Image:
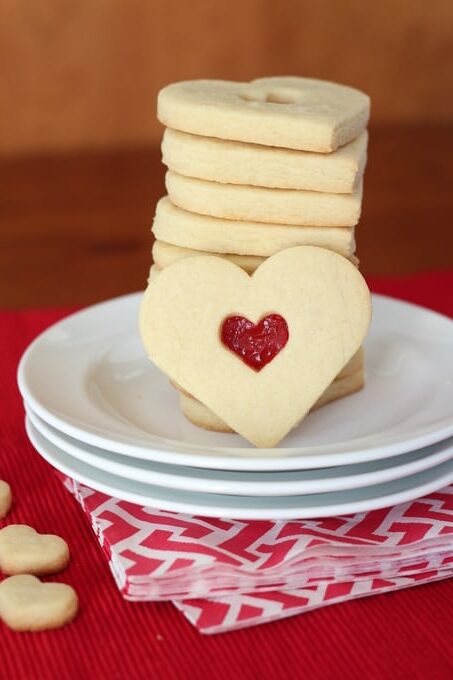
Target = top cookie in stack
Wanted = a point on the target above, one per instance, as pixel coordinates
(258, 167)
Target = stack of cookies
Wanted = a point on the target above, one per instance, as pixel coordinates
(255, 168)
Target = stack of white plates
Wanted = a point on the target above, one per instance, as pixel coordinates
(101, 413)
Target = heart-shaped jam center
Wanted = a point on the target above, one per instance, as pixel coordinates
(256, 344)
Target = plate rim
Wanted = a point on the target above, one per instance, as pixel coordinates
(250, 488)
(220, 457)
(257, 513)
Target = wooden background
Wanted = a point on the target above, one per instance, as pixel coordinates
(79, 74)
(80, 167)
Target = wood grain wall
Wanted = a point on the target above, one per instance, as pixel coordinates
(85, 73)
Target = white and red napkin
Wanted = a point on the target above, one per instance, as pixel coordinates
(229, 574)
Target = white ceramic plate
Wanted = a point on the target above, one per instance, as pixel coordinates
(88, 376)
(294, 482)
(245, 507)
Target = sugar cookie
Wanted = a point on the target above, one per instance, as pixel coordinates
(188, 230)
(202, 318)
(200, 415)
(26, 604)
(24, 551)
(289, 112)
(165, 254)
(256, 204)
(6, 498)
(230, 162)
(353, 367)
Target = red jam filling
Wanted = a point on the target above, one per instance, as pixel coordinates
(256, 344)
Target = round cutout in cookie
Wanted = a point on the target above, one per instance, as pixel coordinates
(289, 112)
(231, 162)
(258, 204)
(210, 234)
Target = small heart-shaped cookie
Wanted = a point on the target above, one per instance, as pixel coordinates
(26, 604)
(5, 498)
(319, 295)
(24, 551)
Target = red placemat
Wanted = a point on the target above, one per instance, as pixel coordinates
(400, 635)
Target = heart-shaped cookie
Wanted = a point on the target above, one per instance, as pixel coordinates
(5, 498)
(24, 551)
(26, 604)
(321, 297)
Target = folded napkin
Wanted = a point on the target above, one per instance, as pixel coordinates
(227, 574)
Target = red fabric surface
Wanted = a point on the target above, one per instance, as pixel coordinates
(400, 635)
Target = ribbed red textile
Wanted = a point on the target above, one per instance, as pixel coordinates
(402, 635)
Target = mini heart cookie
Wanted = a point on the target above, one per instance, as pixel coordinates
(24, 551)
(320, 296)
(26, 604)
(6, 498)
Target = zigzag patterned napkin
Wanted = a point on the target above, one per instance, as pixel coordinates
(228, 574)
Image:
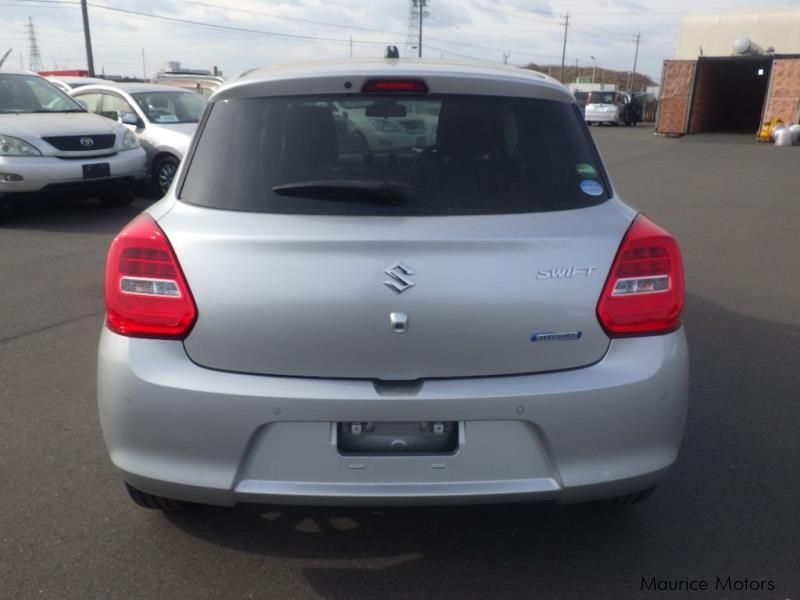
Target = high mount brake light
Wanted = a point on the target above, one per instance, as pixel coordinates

-------

Set exercise ::
Print every entry exactly as written, without the pictures.

Worked answer ::
Image:
Target = top cookie in stack
Wanted = a point on the target above, one per instance, as pixel coordinates
(258, 167)
Target = stack of cookies
Wanted = a point on the target above, one per instance, as pixel coordinates
(255, 168)
Target = stack of white plates
Wanted = a point on the target above, one per instance, as pixel coordinates
(101, 413)
Target = heart-shaped jam center
Wanted = a point on the target above, one per instance, as pixel coordinates
(256, 344)
Target = plate rim
Wanted = a point on the target above, one per instance, as pixel coordinates
(250, 488)
(220, 457)
(257, 513)
Target = wooden background
Wanted = a point on the target above, one per instance, as pixel coordinates
(79, 74)
(80, 167)
Target = wood grain wall
Wanted = a point on the target above, one per instance, as pixel coordinates
(85, 73)
Target = white and red napkin
Wanted = a point on the target above, one per instance, as pixel coordinates
(229, 574)
Target = white ceramic plate
Wanted = a point on the target above, one per instance, as pixel coordinates
(88, 376)
(294, 482)
(245, 507)
Target = sugar cookie
Wanted = a point on the target above, one per instance, as pixel coordinates
(188, 230)
(202, 318)
(200, 415)
(26, 604)
(24, 551)
(289, 112)
(165, 254)
(256, 204)
(6, 498)
(230, 162)
(353, 367)
Target = red jam filling
Wanted = a point on the target above, one per instance, as pixel coordinates
(256, 344)
Target = round cutout in cookie
Wanted = a point on the target above, one per instance, as pixel coordinates
(289, 112)
(231, 162)
(258, 204)
(210, 234)
Target = small heart-shaped cookie
Wanted = a point on the target above, one per instance, as pixel coordinates
(26, 604)
(5, 498)
(319, 295)
(24, 551)
Target = red placemat
Wanted = a point on the target above, one per instance, as pixel coordinates
(400, 635)
Target = heart-shaped cookie
Wanted = a point on the target above, one per instance, as pixel coordinates
(5, 498)
(24, 551)
(26, 604)
(321, 297)
Target = folded napkin
Wanted = a point on the target above, one per instance, as pixel coordinates
(227, 574)
Target = red fabric surface
Wanted = a point on the target above, one per instance, as pixel coordinates
(400, 635)
Target = ribbed red textile
Wanted = a point on the target above, one per instance, as pixel coordinates
(402, 635)
Target = mini heart cookie
Wanted = a point on the target above, one per instance, as pixel coordinates
(24, 551)
(320, 296)
(26, 604)
(6, 498)
Target = zigzag patterned napkin
Wanted = a point on the target above, one per instance, as pixel coordinates
(228, 574)
Image:
Target = high mount brake light
Wanted = a point on the target above, one per instance, as pixel coordinates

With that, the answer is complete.